Task item → From the entries provided below, copy each line that contains the word "apartment".

Collected data entries
-- Opening Marker --

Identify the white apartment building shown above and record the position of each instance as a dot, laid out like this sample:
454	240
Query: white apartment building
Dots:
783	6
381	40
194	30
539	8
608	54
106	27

-- Closing Marker --

Solution to this task →
Identify the white apartment building shown above and record the position of each instance as a dot, laid out like this sample:
Query: white apartment building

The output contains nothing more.